(Coordinate annotation listing)
-*-

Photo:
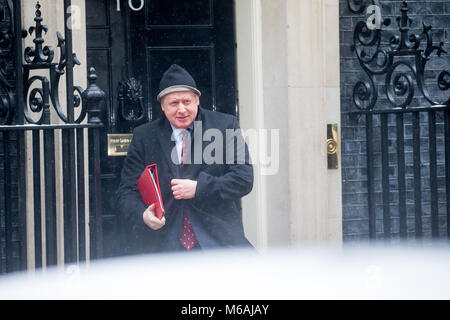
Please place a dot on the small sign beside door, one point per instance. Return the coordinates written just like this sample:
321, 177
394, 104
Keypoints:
118, 144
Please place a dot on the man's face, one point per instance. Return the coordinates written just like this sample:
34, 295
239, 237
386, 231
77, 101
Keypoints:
180, 108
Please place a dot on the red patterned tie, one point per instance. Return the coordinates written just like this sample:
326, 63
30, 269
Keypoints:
188, 239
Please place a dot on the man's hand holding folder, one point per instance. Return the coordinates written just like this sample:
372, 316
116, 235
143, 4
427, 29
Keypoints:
148, 185
151, 220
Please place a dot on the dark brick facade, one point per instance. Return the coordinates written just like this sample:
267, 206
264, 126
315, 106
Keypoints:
353, 131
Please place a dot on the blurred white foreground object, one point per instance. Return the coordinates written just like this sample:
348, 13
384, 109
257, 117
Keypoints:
363, 272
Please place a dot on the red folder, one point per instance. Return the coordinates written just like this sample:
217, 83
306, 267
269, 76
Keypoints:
148, 185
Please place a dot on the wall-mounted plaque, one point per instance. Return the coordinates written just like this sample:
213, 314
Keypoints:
118, 144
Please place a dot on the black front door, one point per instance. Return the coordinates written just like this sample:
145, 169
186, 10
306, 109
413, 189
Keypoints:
131, 44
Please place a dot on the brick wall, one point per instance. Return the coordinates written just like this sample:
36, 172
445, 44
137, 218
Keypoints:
353, 134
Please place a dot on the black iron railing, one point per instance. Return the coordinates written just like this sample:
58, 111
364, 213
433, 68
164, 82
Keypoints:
400, 113
27, 96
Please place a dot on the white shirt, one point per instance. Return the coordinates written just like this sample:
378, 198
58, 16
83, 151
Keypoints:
177, 134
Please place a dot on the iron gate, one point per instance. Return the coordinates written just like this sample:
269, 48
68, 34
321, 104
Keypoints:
27, 97
407, 129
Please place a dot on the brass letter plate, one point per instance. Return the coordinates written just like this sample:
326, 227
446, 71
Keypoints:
332, 146
118, 144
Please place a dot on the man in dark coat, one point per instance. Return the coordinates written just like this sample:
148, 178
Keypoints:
201, 182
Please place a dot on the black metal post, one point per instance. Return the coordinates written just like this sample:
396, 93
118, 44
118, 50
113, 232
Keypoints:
370, 179
433, 174
22, 195
447, 165
37, 198
81, 196
385, 176
68, 138
401, 176
417, 175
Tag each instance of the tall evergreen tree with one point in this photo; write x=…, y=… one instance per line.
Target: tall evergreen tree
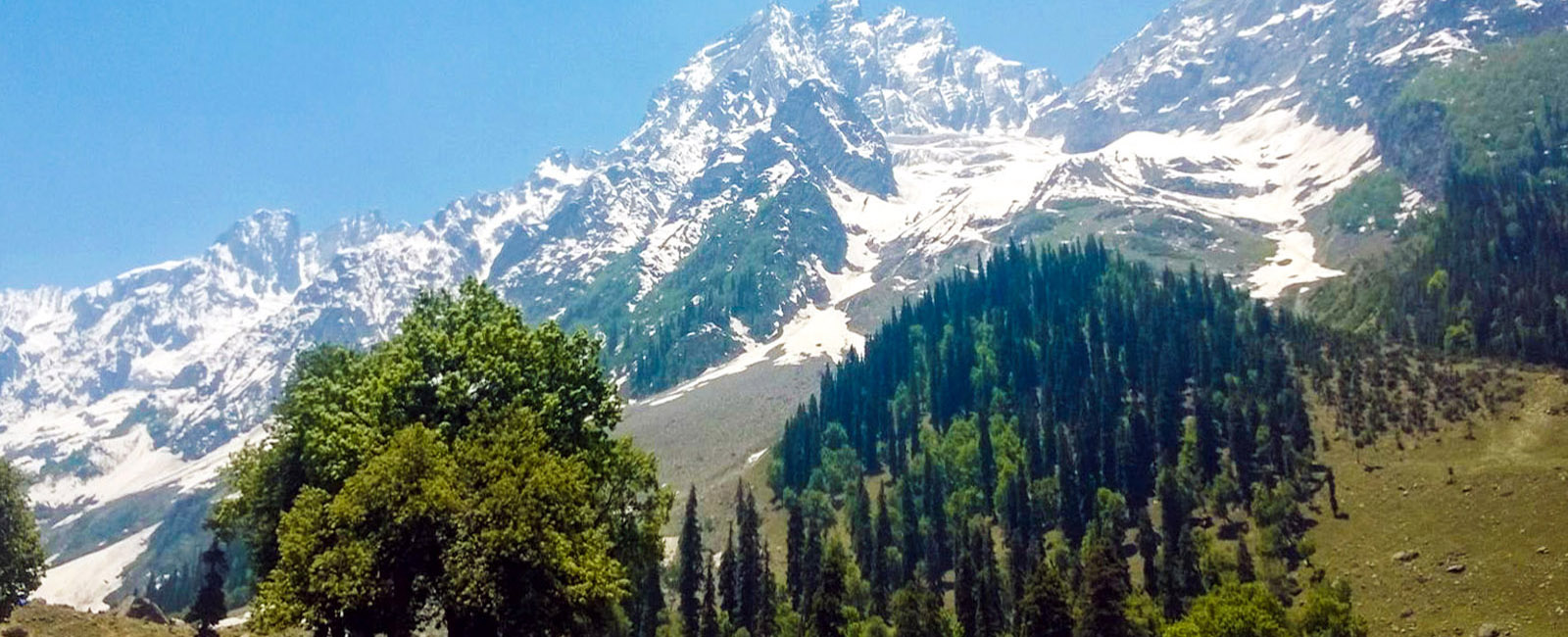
x=1104, y=590
x=21, y=553
x=885, y=562
x=211, y=606
x=750, y=562
x=1047, y=609
x=917, y=612
x=710, y=618
x=728, y=577
x=828, y=615
x=689, y=582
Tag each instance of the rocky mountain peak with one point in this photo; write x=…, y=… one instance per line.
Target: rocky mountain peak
x=267, y=245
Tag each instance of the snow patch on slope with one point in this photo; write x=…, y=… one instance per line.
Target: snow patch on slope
x=83, y=582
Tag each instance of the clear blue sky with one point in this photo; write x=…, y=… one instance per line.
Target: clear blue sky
x=133, y=132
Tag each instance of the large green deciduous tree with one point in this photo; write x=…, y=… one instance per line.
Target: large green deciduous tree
x=462, y=472
x=21, y=554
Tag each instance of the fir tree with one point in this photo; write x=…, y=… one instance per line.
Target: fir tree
x=828, y=616
x=211, y=606
x=750, y=562
x=885, y=566
x=1104, y=590
x=1045, y=609
x=690, y=579
x=710, y=618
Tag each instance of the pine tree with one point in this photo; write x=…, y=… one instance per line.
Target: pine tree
x=990, y=618
x=1149, y=550
x=917, y=612
x=885, y=566
x=750, y=562
x=1178, y=565
x=710, y=618
x=1104, y=590
x=211, y=606
x=1244, y=562
x=690, y=577
x=796, y=551
x=909, y=530
x=767, y=603
x=728, y=579
x=828, y=616
x=966, y=584
x=1045, y=611
x=862, y=534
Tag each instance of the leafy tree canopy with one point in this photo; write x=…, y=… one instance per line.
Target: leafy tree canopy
x=21, y=553
x=460, y=472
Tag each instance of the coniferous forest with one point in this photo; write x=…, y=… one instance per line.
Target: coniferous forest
x=1486, y=273
x=1040, y=424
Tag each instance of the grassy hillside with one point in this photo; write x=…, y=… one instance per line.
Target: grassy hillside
x=1496, y=514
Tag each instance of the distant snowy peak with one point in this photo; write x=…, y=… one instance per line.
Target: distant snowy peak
x=1203, y=63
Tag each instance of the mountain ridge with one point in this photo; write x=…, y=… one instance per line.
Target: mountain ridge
x=789, y=184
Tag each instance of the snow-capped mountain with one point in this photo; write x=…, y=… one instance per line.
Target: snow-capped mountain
x=788, y=185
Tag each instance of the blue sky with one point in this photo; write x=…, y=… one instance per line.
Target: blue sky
x=135, y=132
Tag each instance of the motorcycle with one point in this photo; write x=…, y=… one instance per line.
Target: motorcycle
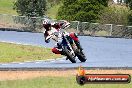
x=71, y=50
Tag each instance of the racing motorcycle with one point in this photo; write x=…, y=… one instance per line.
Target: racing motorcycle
x=71, y=50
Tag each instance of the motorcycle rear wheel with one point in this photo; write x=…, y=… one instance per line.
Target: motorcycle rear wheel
x=71, y=57
x=81, y=56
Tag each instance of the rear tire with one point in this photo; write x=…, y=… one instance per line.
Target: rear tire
x=69, y=56
x=81, y=56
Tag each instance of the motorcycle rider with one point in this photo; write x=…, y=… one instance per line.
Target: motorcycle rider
x=52, y=31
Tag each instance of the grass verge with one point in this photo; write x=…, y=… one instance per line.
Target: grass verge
x=6, y=7
x=55, y=82
x=19, y=53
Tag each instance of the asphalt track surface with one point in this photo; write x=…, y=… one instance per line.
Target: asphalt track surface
x=100, y=51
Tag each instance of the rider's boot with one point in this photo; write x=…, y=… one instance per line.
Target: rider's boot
x=78, y=45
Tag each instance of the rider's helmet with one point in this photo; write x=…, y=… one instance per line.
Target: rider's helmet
x=47, y=24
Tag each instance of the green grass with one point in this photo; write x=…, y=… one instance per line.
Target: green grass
x=55, y=82
x=6, y=7
x=19, y=53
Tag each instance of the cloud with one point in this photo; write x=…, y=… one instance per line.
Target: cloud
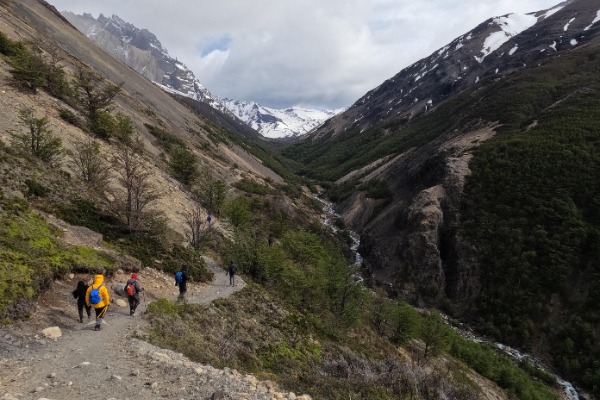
x=309, y=52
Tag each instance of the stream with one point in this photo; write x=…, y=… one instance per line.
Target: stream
x=569, y=390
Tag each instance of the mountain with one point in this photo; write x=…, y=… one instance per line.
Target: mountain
x=103, y=172
x=471, y=177
x=495, y=48
x=275, y=123
x=141, y=50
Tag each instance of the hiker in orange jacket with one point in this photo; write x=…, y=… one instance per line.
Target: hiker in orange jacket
x=97, y=296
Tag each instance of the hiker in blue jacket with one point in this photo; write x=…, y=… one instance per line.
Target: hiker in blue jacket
x=231, y=270
x=97, y=296
x=181, y=279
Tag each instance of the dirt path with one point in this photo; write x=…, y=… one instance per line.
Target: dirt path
x=111, y=363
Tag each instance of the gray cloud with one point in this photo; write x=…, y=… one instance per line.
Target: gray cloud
x=306, y=52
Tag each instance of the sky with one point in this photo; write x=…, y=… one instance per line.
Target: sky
x=322, y=54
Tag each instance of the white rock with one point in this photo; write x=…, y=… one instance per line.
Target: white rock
x=52, y=332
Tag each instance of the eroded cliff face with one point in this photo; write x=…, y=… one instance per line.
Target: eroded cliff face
x=411, y=244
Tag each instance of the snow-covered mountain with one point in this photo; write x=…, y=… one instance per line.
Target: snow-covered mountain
x=141, y=50
x=274, y=123
x=492, y=50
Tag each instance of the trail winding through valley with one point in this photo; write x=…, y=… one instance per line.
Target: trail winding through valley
x=112, y=363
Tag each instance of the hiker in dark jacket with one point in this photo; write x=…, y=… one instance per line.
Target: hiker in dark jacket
x=134, y=300
x=79, y=294
x=183, y=284
x=231, y=270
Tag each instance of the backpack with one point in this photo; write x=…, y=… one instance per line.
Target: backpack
x=95, y=295
x=178, y=278
x=130, y=290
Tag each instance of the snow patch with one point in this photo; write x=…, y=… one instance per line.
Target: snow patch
x=593, y=22
x=551, y=11
x=510, y=26
x=568, y=23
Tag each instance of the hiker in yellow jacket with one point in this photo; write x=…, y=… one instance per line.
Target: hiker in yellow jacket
x=97, y=296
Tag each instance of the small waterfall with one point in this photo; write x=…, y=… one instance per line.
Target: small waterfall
x=568, y=388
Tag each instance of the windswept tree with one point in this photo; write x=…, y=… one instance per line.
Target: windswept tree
x=197, y=224
x=39, y=141
x=210, y=190
x=89, y=164
x=183, y=164
x=95, y=95
x=29, y=68
x=130, y=201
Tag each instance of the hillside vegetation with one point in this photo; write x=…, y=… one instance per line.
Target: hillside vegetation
x=305, y=320
x=530, y=206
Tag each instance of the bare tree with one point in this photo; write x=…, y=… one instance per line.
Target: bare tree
x=89, y=165
x=39, y=141
x=135, y=193
x=95, y=95
x=211, y=191
x=197, y=224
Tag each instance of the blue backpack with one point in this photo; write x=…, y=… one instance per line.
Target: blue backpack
x=95, y=297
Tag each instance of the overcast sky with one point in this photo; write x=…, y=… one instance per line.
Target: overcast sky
x=313, y=53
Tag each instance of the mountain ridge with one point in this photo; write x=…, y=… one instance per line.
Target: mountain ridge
x=140, y=49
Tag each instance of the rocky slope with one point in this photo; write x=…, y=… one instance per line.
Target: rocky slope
x=495, y=48
x=53, y=356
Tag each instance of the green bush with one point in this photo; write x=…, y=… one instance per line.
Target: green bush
x=251, y=186
x=32, y=256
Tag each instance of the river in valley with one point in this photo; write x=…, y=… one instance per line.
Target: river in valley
x=570, y=393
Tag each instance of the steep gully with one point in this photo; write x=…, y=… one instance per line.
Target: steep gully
x=569, y=390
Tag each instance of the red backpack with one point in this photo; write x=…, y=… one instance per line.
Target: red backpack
x=130, y=289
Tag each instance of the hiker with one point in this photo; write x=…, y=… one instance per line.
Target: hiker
x=97, y=296
x=181, y=279
x=133, y=290
x=231, y=270
x=79, y=294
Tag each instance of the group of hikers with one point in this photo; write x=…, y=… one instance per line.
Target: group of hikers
x=96, y=295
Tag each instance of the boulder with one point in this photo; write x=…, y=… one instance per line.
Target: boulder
x=52, y=332
x=121, y=303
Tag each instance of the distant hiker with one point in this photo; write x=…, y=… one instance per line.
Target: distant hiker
x=133, y=290
x=97, y=296
x=231, y=270
x=79, y=294
x=181, y=279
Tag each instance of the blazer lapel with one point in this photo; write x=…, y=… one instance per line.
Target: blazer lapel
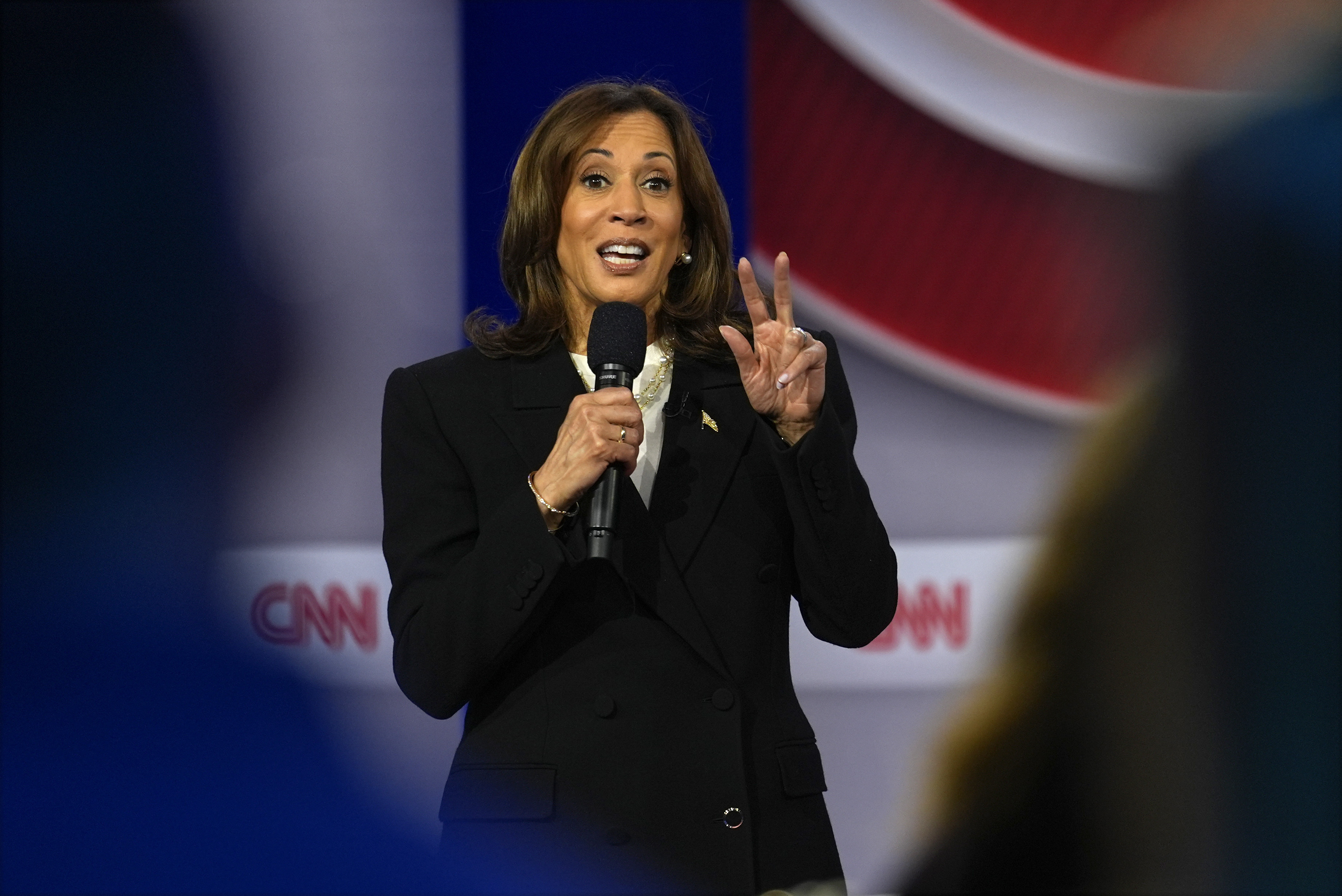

-*-

DIRECTIVE
Render everything in the listing above, from the line containing "Tag each instance of the rocky mountain" down to the line containing "x=133, y=132", as a Markdown table with the columns Row and Line, skipping any blank lines. Give only those lines.

SOLUTION TO THIS EXERCISE
| Row | Line |
|---|---|
| 1 | Tag each instance of the rocky mountain peak with one point in this photo; write x=…, y=… one instance per line. |
| 2 | Target: rocky mountain peak |
| 3 | x=267, y=245 |
| 4 | Tag each instance of the snow patch on slope with one point in this photo; write x=…, y=… one instance per line. |
| 5 | Target: snow patch on slope |
| 6 | x=83, y=582 |
| 7 | Tag each instance of the clear blue sky with one point in this photo; write x=…, y=… one instance per line. |
| 8 | Target: clear blue sky |
| 9 | x=133, y=132 |